# start of Stored data
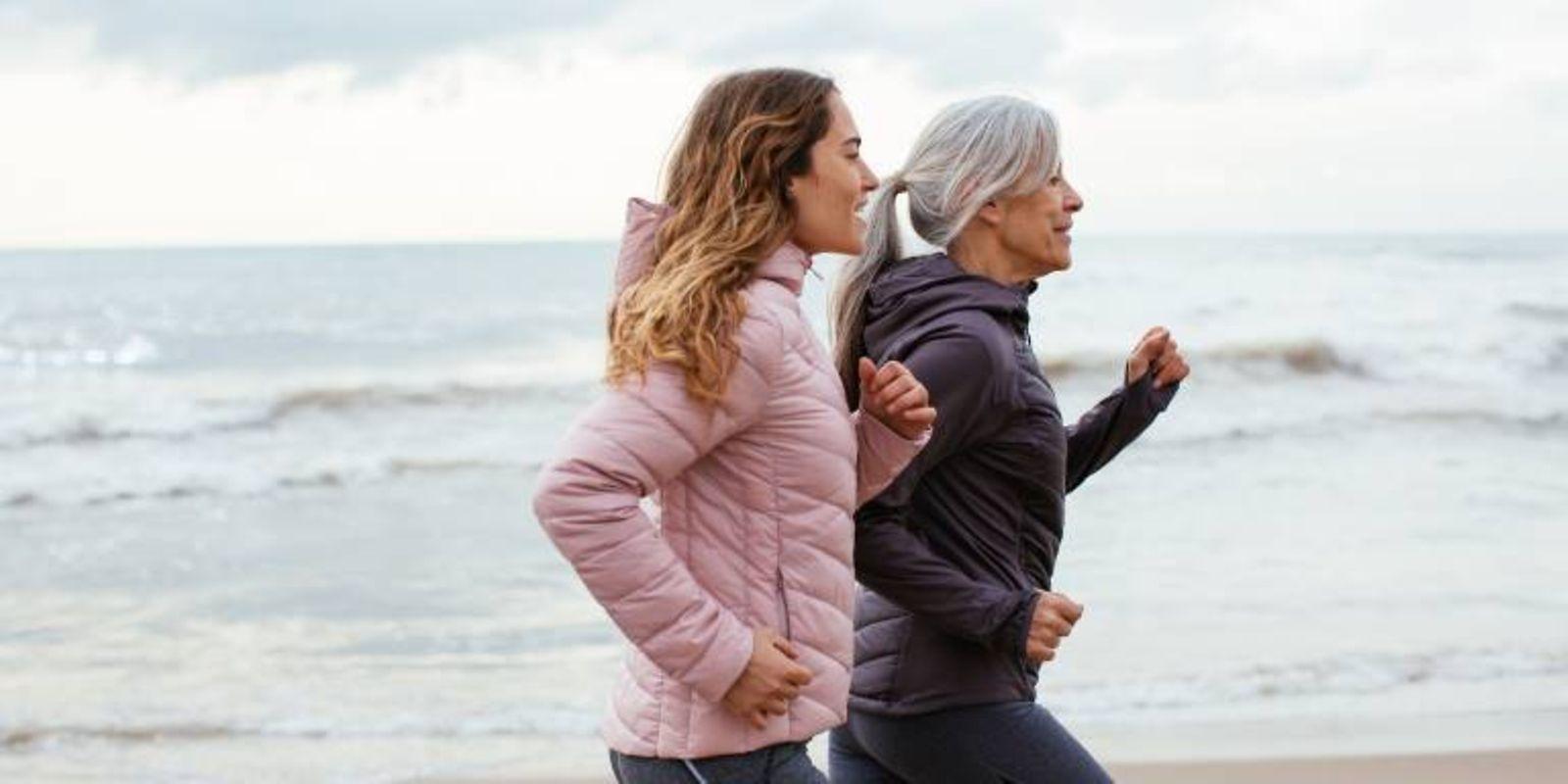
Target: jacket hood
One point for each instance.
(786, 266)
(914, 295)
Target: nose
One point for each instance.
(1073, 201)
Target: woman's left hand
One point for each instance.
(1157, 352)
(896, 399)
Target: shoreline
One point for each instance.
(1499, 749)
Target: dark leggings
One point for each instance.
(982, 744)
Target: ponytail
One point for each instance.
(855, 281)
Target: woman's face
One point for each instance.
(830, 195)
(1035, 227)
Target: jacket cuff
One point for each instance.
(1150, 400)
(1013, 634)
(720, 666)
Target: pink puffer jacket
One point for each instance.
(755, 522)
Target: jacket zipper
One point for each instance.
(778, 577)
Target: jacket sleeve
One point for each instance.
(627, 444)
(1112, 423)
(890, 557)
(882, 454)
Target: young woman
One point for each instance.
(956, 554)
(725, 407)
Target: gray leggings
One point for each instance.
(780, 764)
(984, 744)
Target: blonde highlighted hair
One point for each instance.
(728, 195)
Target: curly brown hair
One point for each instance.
# end of Stored data
**Request**
Render the lines above as a numbered list, skipping blank lines and leaving out the pictures.

**Complete response**
1. Target: jacket hood
2. One point for each instance.
3. (786, 266)
4. (914, 295)
5. Target: nose
6. One point for each instance.
7. (1073, 201)
8. Target: woman's left hand
9. One point for each instance.
10. (1157, 352)
11. (896, 399)
12. Target: shoreline
13. One point for each instance.
14. (1499, 749)
15. Target: dark leggings
16. One point for each instance.
17. (982, 744)
18. Target: ponytail
19. One point for each instance.
20. (855, 281)
21. Target: woman's face
22. One point for each instance.
23. (830, 195)
24. (1035, 227)
25. Target: jacket cuff
26. One point for each instance.
27. (1150, 400)
28. (1013, 634)
29. (720, 666)
30. Target: pink puffer jacket
31. One point for each instance.
32. (755, 522)
33. Target: jacket zipper
34. One point for each instance.
35. (778, 577)
36. Target: jacket sleeve
37. One point for each instance.
38. (627, 444)
39. (1112, 423)
40. (890, 557)
41. (882, 454)
42. Target: young woman
43. One point for each instance.
44. (956, 554)
45. (725, 407)
46. Target: gray leggings
47. One point for each instance.
48. (780, 764)
49. (984, 744)
50. Target: blonde highlighted hair
51. One point for each instance.
52. (728, 195)
53. Target: curly brown hair
54. One point for each instance.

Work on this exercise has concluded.